• [Request]: Copy each of the following records word for word, keeping every line as it appears.

────────────────────

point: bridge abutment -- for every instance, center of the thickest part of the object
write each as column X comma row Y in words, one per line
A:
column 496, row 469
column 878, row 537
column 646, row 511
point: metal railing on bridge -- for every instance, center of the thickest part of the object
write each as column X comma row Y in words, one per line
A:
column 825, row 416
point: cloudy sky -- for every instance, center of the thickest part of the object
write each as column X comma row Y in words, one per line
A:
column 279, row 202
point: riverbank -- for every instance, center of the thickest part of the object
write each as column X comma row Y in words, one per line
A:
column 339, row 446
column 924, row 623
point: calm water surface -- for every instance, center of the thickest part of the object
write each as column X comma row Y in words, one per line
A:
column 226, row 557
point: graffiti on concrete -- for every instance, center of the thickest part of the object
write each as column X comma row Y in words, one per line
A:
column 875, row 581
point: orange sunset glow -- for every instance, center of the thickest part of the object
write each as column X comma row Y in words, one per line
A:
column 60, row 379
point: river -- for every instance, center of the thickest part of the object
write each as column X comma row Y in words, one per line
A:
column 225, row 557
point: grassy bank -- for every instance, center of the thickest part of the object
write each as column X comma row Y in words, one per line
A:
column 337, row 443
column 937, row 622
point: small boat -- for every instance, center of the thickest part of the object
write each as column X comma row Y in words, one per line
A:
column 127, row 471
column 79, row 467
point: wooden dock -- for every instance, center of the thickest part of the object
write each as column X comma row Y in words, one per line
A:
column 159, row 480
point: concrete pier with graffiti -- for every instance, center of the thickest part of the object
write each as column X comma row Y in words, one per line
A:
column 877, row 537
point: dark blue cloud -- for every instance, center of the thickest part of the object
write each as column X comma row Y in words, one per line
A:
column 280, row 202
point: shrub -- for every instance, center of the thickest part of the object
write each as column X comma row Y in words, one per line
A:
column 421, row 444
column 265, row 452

────────────────────

• [Result of the exercise]:
point: bridge abutment -- for every instance, center of the thickest part of the object
write each as column X comma row Y in words, one per line
A:
column 496, row 469
column 878, row 537
column 646, row 511
point: metal railing on bridge -- for every instance, center of the thickest part of the object
write each as column X comma row Y in words, one per line
A:
column 825, row 416
point: cloudy sky -- for every instance, center of the thickest part of the object
write each as column X comma row Y in words, one per line
A:
column 279, row 202
point: riverbank -- for every instance, center of the thickest part of the object
write each as column X comma row Y in words, one per line
A:
column 339, row 446
column 924, row 623
point: calm water surface -- for every instance, center of the thickest part of the object
write each as column X comma row Y in words, one per line
A:
column 226, row 557
point: graffiti on concrete -- for every instance, center of the thickest part of the object
write each as column X comma row Y in words, one per line
A:
column 875, row 581
point: orange sunset glow -- for every instance, center of the thickest part of the object
write each as column X comma row Y in words, one per line
A:
column 60, row 379
point: river -- for every instance, center of the thickest part of the object
write each as column X comma row Y in words, one per line
A:
column 225, row 557
point: grassy bank -- for every instance, center of the thickest part of the object
write each as column X comma row Y in words, one per line
A:
column 337, row 443
column 937, row 622
point: small boat -- for every instance, center of the thickest part of the object
write each as column X comma row Y in words, one per line
A:
column 127, row 471
column 79, row 467
point: wooden dock -- for every instance, center of the thickest part of the object
write each as column X comma row Y in words, one per line
A:
column 159, row 480
point: concrete pier with graffiti -- for every instance, center of the thickest part of the object
write each as column X comma row Y in words, one per line
A:
column 877, row 537
point: dark blue cloud -- for every instance, center of the thickest part of the object
write each as column X comma row Y in words, one per line
A:
column 280, row 202
point: shrub -- for every instance, center of the thickest part of the object
write each as column X comma row Y in words, one per line
A:
column 421, row 444
column 265, row 452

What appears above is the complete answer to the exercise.